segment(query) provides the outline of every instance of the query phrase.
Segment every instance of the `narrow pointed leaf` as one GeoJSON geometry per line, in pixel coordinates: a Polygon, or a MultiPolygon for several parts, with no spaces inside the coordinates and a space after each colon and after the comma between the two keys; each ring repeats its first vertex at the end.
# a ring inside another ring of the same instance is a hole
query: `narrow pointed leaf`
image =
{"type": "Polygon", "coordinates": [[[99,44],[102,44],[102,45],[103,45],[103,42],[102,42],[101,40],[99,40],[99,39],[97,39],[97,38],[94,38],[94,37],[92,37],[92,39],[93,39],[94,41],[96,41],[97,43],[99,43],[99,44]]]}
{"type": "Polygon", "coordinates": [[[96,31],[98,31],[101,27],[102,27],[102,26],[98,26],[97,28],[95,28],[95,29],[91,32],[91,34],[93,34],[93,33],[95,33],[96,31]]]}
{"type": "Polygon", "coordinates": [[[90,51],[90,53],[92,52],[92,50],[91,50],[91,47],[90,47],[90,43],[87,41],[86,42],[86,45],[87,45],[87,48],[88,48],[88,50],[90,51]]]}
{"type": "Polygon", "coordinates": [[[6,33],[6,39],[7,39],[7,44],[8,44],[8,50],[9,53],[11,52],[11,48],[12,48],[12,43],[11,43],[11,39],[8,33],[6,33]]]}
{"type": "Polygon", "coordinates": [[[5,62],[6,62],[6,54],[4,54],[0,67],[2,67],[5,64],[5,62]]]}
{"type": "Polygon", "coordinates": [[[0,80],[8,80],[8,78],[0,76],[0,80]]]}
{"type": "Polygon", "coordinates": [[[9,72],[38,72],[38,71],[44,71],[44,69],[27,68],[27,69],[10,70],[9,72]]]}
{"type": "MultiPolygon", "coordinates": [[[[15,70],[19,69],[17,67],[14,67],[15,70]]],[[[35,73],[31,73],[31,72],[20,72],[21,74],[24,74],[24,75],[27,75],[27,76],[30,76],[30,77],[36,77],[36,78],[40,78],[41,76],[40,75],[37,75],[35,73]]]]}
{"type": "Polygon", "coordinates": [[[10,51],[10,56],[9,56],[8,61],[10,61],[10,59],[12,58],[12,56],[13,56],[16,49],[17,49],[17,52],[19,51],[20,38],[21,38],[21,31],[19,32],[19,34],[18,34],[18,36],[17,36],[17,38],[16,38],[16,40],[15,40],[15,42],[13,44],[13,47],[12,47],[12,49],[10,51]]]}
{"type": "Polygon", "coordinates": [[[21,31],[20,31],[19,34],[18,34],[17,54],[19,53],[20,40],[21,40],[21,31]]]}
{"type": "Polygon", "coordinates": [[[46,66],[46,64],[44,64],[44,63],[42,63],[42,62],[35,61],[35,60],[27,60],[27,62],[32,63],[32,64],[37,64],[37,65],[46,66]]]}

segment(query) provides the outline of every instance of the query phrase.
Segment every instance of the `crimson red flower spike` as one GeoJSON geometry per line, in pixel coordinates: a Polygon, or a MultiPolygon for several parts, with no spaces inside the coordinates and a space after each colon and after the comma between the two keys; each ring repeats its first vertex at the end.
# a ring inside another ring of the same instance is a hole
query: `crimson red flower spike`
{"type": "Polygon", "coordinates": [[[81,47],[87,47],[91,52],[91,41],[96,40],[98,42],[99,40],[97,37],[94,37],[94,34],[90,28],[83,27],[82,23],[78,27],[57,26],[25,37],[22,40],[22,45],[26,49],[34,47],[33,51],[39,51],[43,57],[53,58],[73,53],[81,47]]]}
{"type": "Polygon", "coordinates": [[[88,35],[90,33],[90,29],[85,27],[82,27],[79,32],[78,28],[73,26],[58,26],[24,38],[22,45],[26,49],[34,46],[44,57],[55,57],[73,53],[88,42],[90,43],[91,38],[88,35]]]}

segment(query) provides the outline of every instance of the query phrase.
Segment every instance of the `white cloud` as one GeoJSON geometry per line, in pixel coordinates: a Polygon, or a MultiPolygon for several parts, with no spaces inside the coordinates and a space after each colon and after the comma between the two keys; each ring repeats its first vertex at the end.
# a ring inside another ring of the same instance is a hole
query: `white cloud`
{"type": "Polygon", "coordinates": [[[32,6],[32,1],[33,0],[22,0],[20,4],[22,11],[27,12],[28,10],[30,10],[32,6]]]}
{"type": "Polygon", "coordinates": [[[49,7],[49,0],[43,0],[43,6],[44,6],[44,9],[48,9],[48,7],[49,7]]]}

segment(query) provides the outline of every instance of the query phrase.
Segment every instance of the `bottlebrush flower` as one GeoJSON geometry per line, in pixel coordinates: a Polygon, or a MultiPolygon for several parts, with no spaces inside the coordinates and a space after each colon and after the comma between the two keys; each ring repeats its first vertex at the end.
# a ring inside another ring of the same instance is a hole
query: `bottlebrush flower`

YOUR GOAL ▸ Copy out every line of the rows above that contains the word "leaf".

FINISHED EXERCISE ▸
Segment every instance of the `narrow pointed leaf` as one GeoJSON geometry per line, in pixel coordinates: a Polygon, or a MultiPolygon for several parts, with no spaces inside the coordinates and a space after each colon and after the comma between the two keys; each ring repeats its first vertex at the end.
query: `narrow pointed leaf`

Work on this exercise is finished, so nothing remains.